## [Work to do]
[A] In the Erlang supervisor thread, reproduce the stretch from "You should have" through "not return anything.", swapping "application supervisor" for "root supervisor".
[B] List every way the Erlang supervisor thread says an application can be started.

## [Supplied passage]
[Begin]

Erlang supervisor termination behavior

Erlang supervisor termination behavior - erlang

I have what may be an unusual situation, an application that starts 2 top-level supervisors, e.g.,
...
-behavior(application).
...
start(_StartType, _StartArgs) ->
sup1:start_link(),
sup2:start_link().
They both have a {one_for_one, 0, 1} restart strategy. Their children implement a simple crash function that throws a bad_match error.
To my question, if I call sup1_child1:crash() supervisor sup1 will terminate but the application will keep running (i.e., supervisor sup2 and its children are still available). If instead I call sup2_child1:crash() then the entire application terminates. This latter behavior is what I expect in both cases. If I flip the order of the start_link() calls, i.e.,
...
sup2:start_link(),
sup1:start_link().
then crashing sup1 will cause the application to terminate but crashing sup2 will not. So it appears the order in which start_link() is called determines which supervisor crash will cause the application to terminate. Is this expected? Or am I abusing the supervision tree capability by having 2 root supervisors?
Thanks,
Rich

It is entirely expected, and it is expected because you are abusing the supervision tree capability. There is a hidden supervisor called the "application supervisor". Your application:start function is supposed to return a SINGLE pid which is to be monitored by the application supervisor. If that process crashes, the BEAM VM will also crash (depending, actually, on how the application is started; similar to worker processes, your applications can be permanent or transient (maybe even temporary)).
You should have one top-level supervisor (your application supervisor). If you need two supervisors at the top level, they should both be children of your application supervisor.

Related

How do you hook to an application in Erlang

I do not understand how do you hook to an Erlang application since it does not return the Pid.
Consider for example the snippet below.I am starting a Pid which receives messages to process.However my application behaviour does not return anything.

[End]

## [Stored items]
[Begin]

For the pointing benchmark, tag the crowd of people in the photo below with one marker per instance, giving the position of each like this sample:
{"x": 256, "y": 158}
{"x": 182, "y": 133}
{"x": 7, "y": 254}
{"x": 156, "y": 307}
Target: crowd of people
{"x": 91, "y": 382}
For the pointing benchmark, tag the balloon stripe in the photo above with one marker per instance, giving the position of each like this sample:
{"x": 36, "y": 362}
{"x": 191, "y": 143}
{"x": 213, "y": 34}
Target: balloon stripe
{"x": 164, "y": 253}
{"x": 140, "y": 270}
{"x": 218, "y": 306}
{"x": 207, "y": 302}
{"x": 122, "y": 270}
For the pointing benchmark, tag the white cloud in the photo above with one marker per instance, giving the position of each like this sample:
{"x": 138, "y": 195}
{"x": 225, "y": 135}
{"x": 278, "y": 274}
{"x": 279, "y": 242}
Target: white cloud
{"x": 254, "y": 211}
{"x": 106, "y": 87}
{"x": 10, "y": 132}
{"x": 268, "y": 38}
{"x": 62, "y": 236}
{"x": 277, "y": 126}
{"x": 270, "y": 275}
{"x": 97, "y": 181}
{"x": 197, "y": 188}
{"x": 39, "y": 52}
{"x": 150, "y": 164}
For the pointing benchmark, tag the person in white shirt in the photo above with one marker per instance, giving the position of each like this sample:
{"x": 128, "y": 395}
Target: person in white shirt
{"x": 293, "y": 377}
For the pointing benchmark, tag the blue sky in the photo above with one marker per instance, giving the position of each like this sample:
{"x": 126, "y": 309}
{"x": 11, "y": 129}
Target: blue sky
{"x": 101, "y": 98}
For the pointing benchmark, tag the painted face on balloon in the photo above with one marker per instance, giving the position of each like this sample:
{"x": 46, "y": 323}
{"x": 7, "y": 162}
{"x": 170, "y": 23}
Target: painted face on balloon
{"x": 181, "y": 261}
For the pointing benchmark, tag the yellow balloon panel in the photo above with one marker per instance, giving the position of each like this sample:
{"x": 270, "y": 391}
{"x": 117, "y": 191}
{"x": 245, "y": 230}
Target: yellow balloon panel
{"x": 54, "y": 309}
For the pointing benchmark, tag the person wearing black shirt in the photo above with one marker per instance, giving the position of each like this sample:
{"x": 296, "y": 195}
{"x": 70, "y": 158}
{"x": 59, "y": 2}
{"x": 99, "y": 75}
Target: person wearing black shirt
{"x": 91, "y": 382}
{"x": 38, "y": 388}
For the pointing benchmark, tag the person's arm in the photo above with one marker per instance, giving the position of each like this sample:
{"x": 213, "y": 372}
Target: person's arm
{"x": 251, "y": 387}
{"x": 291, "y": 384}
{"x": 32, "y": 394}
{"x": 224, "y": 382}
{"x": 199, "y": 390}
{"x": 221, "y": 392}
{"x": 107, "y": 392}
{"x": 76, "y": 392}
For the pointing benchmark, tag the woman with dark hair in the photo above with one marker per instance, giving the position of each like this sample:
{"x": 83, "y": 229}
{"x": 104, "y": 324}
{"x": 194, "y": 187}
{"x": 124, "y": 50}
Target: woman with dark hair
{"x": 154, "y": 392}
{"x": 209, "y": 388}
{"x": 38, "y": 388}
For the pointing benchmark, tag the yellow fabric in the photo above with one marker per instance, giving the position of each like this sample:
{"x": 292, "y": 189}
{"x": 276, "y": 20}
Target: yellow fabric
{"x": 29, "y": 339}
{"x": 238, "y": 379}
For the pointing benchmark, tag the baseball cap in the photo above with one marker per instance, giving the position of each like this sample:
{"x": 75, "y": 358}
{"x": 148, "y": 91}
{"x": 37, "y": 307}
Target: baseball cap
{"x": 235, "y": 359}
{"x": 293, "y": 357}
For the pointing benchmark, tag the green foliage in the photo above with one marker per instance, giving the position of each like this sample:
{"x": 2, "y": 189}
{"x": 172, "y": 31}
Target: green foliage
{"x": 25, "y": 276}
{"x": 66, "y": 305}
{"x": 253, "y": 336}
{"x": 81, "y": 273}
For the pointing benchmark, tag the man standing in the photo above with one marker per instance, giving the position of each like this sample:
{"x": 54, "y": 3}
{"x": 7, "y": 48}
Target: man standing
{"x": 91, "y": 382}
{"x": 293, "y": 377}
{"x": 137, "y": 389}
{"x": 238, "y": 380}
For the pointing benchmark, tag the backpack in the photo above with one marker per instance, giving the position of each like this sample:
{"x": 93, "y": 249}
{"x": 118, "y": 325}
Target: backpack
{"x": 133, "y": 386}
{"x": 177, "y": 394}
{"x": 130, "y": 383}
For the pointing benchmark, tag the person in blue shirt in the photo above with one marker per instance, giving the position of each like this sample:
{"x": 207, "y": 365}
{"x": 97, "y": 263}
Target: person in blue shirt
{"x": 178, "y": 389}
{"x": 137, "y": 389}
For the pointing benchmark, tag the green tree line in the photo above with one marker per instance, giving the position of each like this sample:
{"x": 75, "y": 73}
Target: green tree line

[End]
[Begin]

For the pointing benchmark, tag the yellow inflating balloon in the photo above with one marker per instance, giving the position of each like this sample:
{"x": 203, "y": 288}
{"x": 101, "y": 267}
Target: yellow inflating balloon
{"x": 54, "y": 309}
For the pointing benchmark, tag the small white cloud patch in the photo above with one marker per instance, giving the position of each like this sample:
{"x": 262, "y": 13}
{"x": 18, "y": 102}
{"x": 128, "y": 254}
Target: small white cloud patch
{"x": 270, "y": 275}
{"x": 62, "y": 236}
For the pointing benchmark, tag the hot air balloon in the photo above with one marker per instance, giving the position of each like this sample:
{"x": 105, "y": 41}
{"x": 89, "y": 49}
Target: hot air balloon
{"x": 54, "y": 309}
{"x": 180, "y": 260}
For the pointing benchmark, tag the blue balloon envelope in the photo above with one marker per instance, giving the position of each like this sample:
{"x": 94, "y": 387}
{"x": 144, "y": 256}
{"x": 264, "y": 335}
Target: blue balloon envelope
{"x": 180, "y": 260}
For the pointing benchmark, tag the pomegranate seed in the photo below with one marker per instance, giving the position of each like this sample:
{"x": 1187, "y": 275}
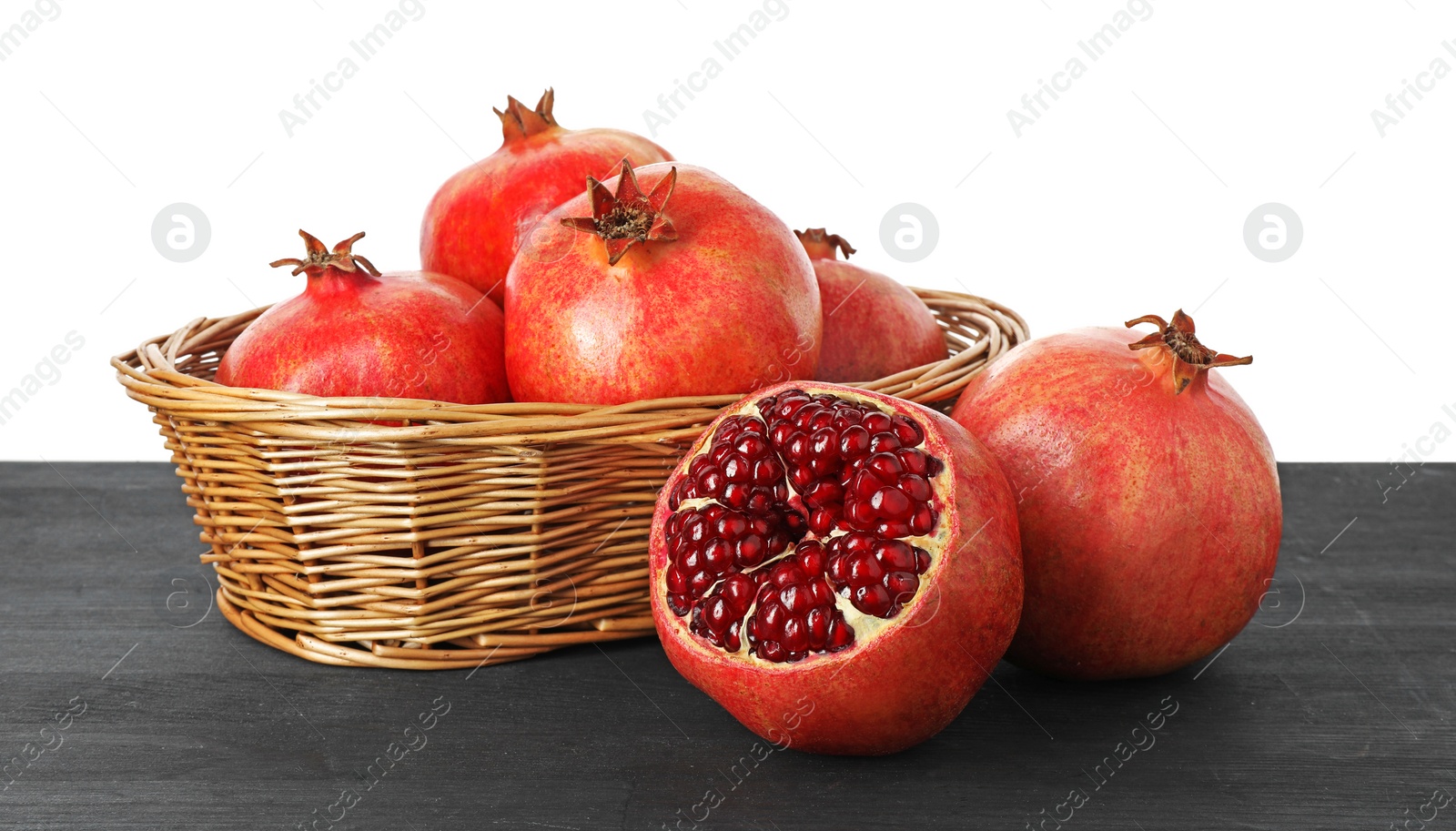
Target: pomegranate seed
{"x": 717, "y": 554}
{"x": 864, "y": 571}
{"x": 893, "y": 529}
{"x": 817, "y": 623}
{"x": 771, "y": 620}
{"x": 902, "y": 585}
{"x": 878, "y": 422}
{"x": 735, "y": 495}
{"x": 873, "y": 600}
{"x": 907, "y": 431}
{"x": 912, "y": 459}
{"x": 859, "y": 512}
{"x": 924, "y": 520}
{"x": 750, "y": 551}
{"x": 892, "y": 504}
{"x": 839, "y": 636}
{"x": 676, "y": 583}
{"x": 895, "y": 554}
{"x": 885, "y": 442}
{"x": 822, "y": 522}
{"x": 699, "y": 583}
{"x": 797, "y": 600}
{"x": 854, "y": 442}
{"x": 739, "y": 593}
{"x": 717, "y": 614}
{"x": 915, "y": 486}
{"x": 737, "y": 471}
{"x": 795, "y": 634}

[End]

## [Answers for this exercise]
[A]
You should have one top-level supervisor (your root supervisor). If you need two supervisors at the top level, they should both be children of your root supervisor.

Related

How do you hook to an application in Erlang

I do not understand how do you hook to an Erlang application since it does not return the Pid.
Consider for example the snippet below.I am starting a Pid which receives messages to process.However my application behaviour does not return anything.

[B] permanent, transient, temporary